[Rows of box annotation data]
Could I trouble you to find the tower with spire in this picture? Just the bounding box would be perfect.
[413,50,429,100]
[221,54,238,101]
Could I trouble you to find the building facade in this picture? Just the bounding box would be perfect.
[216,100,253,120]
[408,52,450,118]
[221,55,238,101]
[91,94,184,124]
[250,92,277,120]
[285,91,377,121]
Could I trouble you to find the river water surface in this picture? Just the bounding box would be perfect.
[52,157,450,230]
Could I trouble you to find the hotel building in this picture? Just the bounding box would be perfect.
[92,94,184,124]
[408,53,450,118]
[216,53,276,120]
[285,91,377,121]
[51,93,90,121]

» Work to complete
Rewrite all of the rows above, replacing "bounding box" with "enclosing rectangle" wherever it occurs and keeping everything else the same.

» Task answer
Could I trouble you to find the tower with spire in this picture? Just the enclosing rectangle would be perfect.
[413,50,429,100]
[221,54,238,101]
Could I trouble you to find the building facade in this picture? Just the enclosing rectangle would be perfect.
[216,100,253,120]
[408,52,450,118]
[221,55,238,101]
[91,94,184,124]
[250,92,277,120]
[285,91,377,121]
Could I trouble you to find the river water surface in this picture? Just the enclosing rectangle would be perfect.
[52,157,450,230]
Could I trouble you to find the hotel building in this picture? Just the enclosing rectangle would be perfect.
[92,94,184,124]
[408,53,450,118]
[216,53,276,120]
[285,91,377,121]
[51,93,90,121]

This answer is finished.